Exercise goal |
Which lines in the entries below contain the string "watch"? Show every such line in full, and treat uppercase and lowercase as different.

┏━━

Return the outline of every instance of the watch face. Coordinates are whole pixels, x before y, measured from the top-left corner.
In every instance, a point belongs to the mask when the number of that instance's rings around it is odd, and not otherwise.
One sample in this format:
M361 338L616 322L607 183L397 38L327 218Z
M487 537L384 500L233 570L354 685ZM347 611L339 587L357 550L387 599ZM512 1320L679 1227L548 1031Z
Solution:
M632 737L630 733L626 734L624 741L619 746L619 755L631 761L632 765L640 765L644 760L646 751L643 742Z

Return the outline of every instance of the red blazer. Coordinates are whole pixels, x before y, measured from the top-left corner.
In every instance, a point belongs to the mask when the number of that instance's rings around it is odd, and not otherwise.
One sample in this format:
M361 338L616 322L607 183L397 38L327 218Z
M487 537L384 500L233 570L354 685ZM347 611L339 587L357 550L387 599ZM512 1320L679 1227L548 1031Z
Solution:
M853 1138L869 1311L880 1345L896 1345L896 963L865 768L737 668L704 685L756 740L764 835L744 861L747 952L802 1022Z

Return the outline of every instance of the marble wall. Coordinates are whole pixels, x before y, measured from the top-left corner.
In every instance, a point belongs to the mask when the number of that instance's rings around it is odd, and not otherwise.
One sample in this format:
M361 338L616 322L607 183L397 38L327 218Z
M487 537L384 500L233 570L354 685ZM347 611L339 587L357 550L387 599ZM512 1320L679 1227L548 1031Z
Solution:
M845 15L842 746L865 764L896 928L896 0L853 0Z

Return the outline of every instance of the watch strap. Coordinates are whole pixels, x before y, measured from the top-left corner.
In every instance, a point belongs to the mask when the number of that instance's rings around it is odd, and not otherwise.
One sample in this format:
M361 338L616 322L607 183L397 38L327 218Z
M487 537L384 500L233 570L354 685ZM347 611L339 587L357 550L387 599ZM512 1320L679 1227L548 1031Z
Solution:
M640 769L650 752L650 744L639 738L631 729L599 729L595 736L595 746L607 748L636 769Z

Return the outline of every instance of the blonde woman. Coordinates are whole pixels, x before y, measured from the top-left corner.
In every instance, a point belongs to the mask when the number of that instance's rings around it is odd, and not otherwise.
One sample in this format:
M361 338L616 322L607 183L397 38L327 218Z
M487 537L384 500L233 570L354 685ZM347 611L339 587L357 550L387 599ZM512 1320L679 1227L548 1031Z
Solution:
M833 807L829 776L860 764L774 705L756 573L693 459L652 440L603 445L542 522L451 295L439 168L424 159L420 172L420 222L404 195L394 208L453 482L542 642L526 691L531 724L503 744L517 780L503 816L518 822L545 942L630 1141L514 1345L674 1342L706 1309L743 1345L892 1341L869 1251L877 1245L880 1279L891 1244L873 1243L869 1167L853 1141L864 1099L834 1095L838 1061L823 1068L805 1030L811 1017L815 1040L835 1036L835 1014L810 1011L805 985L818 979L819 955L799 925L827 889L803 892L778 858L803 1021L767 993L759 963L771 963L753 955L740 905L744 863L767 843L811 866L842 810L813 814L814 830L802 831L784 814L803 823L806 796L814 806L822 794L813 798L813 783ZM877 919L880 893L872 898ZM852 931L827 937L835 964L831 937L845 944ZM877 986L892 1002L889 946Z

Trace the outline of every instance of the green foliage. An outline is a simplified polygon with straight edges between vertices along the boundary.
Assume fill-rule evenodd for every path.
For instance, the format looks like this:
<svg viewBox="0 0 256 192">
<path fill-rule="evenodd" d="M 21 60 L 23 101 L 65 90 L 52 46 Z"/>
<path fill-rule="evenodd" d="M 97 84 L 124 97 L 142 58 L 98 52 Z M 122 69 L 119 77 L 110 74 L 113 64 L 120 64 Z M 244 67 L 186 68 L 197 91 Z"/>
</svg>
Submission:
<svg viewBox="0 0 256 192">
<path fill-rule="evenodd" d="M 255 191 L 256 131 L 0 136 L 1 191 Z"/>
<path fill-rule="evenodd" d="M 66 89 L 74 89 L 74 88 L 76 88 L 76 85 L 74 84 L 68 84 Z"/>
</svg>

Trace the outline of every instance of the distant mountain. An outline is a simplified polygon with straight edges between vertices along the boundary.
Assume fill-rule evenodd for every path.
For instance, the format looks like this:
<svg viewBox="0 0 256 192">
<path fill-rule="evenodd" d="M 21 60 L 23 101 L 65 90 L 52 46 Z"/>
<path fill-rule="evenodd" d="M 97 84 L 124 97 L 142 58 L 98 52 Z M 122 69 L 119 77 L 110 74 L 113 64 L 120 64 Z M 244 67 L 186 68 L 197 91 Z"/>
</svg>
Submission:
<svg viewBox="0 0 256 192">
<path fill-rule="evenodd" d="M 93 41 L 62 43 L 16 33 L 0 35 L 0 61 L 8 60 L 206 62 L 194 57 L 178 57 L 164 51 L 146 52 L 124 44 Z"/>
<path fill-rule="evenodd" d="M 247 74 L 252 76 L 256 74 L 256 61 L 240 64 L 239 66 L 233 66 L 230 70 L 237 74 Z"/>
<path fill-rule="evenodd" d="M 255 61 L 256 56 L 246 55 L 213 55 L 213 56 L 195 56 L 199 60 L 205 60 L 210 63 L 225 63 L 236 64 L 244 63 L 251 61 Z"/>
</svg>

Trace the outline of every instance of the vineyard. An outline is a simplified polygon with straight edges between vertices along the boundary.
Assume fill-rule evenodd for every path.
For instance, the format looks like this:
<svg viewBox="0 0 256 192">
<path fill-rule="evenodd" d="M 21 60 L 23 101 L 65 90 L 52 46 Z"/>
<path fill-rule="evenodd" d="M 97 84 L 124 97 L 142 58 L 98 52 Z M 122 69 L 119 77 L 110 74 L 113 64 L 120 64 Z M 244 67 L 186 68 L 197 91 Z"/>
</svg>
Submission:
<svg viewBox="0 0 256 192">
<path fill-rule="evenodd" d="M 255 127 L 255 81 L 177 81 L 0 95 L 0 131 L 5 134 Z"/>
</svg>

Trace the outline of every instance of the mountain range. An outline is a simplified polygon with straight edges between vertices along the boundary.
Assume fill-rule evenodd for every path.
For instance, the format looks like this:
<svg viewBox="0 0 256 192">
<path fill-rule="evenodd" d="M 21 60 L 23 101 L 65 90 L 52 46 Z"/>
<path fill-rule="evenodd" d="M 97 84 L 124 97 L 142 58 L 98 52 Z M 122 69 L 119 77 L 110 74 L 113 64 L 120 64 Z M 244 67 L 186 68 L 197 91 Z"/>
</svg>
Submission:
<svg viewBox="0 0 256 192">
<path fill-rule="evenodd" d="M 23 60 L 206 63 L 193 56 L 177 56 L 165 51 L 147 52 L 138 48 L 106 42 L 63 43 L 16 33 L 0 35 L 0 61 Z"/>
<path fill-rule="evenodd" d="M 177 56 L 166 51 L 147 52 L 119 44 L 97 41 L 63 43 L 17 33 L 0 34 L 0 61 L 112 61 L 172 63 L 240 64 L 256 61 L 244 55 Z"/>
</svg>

┗━━

Written reply |
Return the outline of every instance of the watch face. Coordinates are whole pixels, x before y, measured from the top-left corner.
Return the outline of every instance of the watch strap. Coordinates are whole pixels, x before y, measured from the top-left corner.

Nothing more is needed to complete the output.